━━━ Dataset excerpts ━━━

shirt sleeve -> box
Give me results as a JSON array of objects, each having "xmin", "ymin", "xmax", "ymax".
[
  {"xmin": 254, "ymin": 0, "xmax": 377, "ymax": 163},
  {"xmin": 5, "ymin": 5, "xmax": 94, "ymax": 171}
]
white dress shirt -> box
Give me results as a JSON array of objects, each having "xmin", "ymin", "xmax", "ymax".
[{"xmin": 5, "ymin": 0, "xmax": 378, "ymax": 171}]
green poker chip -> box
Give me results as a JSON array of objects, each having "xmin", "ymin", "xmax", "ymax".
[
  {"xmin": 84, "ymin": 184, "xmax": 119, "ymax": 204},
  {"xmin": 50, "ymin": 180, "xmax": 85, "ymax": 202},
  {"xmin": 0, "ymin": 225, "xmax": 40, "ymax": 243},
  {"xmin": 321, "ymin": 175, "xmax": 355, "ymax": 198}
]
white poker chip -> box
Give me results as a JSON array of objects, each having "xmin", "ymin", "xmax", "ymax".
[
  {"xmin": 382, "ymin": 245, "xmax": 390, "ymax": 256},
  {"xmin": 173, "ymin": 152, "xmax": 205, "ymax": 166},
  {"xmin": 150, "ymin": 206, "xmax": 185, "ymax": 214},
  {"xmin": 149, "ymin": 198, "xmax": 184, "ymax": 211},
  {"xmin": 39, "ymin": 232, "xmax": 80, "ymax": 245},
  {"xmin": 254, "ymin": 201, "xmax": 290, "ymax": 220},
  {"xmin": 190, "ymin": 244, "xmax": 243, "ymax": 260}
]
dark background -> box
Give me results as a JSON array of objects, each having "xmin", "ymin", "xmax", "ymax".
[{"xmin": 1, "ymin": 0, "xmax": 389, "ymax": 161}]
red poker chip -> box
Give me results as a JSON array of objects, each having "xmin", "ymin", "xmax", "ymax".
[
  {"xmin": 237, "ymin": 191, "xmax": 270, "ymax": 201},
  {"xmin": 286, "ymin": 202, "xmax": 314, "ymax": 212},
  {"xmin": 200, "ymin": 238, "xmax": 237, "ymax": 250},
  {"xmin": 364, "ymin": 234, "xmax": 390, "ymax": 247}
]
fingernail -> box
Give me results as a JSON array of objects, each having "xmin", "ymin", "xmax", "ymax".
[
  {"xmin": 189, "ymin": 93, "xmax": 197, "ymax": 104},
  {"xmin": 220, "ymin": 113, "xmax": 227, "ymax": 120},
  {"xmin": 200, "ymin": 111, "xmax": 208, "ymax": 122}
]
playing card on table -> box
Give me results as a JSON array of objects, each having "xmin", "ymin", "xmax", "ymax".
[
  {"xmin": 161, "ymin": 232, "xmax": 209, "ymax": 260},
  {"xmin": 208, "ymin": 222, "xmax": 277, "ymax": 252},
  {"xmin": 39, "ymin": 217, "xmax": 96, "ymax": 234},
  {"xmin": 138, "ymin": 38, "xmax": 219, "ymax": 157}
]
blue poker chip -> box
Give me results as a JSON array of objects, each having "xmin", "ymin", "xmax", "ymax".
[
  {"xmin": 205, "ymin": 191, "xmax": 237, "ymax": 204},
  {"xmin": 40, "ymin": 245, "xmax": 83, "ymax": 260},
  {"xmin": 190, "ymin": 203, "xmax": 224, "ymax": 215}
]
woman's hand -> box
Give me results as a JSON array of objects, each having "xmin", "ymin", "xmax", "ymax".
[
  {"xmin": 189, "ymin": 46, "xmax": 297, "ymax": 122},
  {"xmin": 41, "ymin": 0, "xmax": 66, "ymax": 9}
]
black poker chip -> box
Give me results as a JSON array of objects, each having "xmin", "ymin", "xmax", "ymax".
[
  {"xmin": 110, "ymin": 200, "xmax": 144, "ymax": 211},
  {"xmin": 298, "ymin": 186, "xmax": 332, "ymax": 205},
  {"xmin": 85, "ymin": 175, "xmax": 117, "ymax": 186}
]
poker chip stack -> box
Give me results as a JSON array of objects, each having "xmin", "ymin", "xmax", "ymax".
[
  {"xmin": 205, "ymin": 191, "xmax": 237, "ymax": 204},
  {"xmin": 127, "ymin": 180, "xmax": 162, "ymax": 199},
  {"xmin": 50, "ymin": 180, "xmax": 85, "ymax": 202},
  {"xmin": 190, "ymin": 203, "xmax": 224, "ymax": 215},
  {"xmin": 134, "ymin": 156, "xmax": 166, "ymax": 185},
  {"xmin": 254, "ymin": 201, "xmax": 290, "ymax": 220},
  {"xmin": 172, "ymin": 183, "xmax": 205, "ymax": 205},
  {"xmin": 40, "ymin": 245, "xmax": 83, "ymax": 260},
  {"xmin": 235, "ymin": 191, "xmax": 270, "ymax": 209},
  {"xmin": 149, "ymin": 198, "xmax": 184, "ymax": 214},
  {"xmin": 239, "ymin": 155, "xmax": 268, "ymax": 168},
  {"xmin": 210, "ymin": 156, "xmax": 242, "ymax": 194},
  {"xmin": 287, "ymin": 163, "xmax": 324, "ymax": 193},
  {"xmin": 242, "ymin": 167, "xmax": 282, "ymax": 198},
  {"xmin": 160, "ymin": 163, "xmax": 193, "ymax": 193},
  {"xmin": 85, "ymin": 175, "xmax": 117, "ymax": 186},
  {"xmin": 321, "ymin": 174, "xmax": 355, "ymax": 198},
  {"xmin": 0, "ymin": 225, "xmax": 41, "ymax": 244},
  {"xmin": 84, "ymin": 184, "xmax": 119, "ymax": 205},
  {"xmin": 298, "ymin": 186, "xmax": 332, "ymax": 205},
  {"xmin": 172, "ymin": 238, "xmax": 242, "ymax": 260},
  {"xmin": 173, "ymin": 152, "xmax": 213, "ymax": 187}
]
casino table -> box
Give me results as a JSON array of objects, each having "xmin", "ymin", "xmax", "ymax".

━━━

-- What the exercise asks --
Beginning with the first line and ending with the last, restate the data word for word.

-- Response to this task --
shirt sleeve -> box
Give me results as a JSON array of objects, each having "xmin", "ymin", "xmax", "ymax".
[
  {"xmin": 254, "ymin": 0, "xmax": 377, "ymax": 163},
  {"xmin": 5, "ymin": 5, "xmax": 94, "ymax": 171}
]
white dress shirt -> box
Give me results as a JSON array of objects, each having "xmin", "ymin", "xmax", "ymax".
[{"xmin": 5, "ymin": 0, "xmax": 378, "ymax": 171}]
green poker chip -> box
Give me results as a JSON array of objects, each having "xmin", "ymin", "xmax", "ymax".
[
  {"xmin": 84, "ymin": 184, "xmax": 119, "ymax": 204},
  {"xmin": 50, "ymin": 180, "xmax": 85, "ymax": 202},
  {"xmin": 0, "ymin": 225, "xmax": 40, "ymax": 243},
  {"xmin": 321, "ymin": 175, "xmax": 355, "ymax": 198}
]
white poker chip -> box
Give me results as a JSON array of objects, each having "xmin", "ymin", "xmax", "ymax".
[
  {"xmin": 382, "ymin": 245, "xmax": 390, "ymax": 256},
  {"xmin": 173, "ymin": 152, "xmax": 205, "ymax": 166},
  {"xmin": 150, "ymin": 206, "xmax": 185, "ymax": 214},
  {"xmin": 149, "ymin": 198, "xmax": 184, "ymax": 211},
  {"xmin": 39, "ymin": 232, "xmax": 80, "ymax": 245},
  {"xmin": 254, "ymin": 201, "xmax": 290, "ymax": 220},
  {"xmin": 190, "ymin": 244, "xmax": 243, "ymax": 260}
]
dark background -> box
Give me results as a JSON array of objects, each having "xmin", "ymin", "xmax", "ymax".
[{"xmin": 1, "ymin": 0, "xmax": 389, "ymax": 161}]
red poker chip -> box
Give me results as a JSON array of objects, each having "xmin", "ymin", "xmax", "ymax".
[
  {"xmin": 237, "ymin": 191, "xmax": 270, "ymax": 201},
  {"xmin": 286, "ymin": 202, "xmax": 314, "ymax": 212},
  {"xmin": 200, "ymin": 238, "xmax": 237, "ymax": 250},
  {"xmin": 364, "ymin": 234, "xmax": 390, "ymax": 247}
]
fingernail -> box
Give me results as a JSON array of objects, each having "xmin", "ymin", "xmax", "ymax".
[
  {"xmin": 189, "ymin": 93, "xmax": 197, "ymax": 104},
  {"xmin": 220, "ymin": 113, "xmax": 227, "ymax": 120},
  {"xmin": 200, "ymin": 111, "xmax": 208, "ymax": 122}
]
playing card on table -> box
Give me results as a JSON array of objects, each having "xmin", "ymin", "xmax", "ymax".
[
  {"xmin": 161, "ymin": 232, "xmax": 209, "ymax": 260},
  {"xmin": 208, "ymin": 222, "xmax": 277, "ymax": 252},
  {"xmin": 39, "ymin": 217, "xmax": 96, "ymax": 234},
  {"xmin": 138, "ymin": 38, "xmax": 219, "ymax": 157}
]
blue poker chip -> box
Give me results as a JSON array of objects, each having "xmin", "ymin", "xmax", "ymax".
[
  {"xmin": 205, "ymin": 191, "xmax": 237, "ymax": 204},
  {"xmin": 40, "ymin": 245, "xmax": 83, "ymax": 260},
  {"xmin": 190, "ymin": 203, "xmax": 224, "ymax": 215}
]
woman's hand -> box
Give me results as a JSON array of objects, each having "xmin", "ymin", "xmax", "ymax".
[
  {"xmin": 189, "ymin": 46, "xmax": 297, "ymax": 122},
  {"xmin": 41, "ymin": 0, "xmax": 66, "ymax": 9}
]
black poker chip -> box
Give me results as a JSON array of objects, each having "xmin", "ymin", "xmax", "ymax".
[
  {"xmin": 110, "ymin": 200, "xmax": 144, "ymax": 211},
  {"xmin": 298, "ymin": 186, "xmax": 332, "ymax": 205},
  {"xmin": 85, "ymin": 175, "xmax": 117, "ymax": 186}
]
poker chip stack -> box
Give me results as a JSON array of objects, each having "xmin", "ymin", "xmax", "ymax".
[
  {"xmin": 205, "ymin": 191, "xmax": 237, "ymax": 204},
  {"xmin": 127, "ymin": 180, "xmax": 162, "ymax": 199},
  {"xmin": 50, "ymin": 180, "xmax": 85, "ymax": 202},
  {"xmin": 190, "ymin": 203, "xmax": 224, "ymax": 215},
  {"xmin": 134, "ymin": 156, "xmax": 166, "ymax": 185},
  {"xmin": 254, "ymin": 201, "xmax": 290, "ymax": 220},
  {"xmin": 172, "ymin": 183, "xmax": 205, "ymax": 205},
  {"xmin": 40, "ymin": 245, "xmax": 83, "ymax": 260},
  {"xmin": 235, "ymin": 191, "xmax": 270, "ymax": 209},
  {"xmin": 149, "ymin": 198, "xmax": 184, "ymax": 214},
  {"xmin": 239, "ymin": 155, "xmax": 268, "ymax": 168},
  {"xmin": 210, "ymin": 156, "xmax": 242, "ymax": 194},
  {"xmin": 287, "ymin": 163, "xmax": 324, "ymax": 193},
  {"xmin": 242, "ymin": 167, "xmax": 282, "ymax": 198},
  {"xmin": 160, "ymin": 163, "xmax": 193, "ymax": 193},
  {"xmin": 85, "ymin": 175, "xmax": 117, "ymax": 186},
  {"xmin": 321, "ymin": 174, "xmax": 355, "ymax": 198},
  {"xmin": 0, "ymin": 225, "xmax": 41, "ymax": 244},
  {"xmin": 84, "ymin": 184, "xmax": 119, "ymax": 205},
  {"xmin": 298, "ymin": 186, "xmax": 332, "ymax": 205},
  {"xmin": 172, "ymin": 238, "xmax": 242, "ymax": 260},
  {"xmin": 173, "ymin": 152, "xmax": 213, "ymax": 187}
]
casino table -> box
Give me results as a JSON array of objects, each having "xmin", "ymin", "xmax", "ymax".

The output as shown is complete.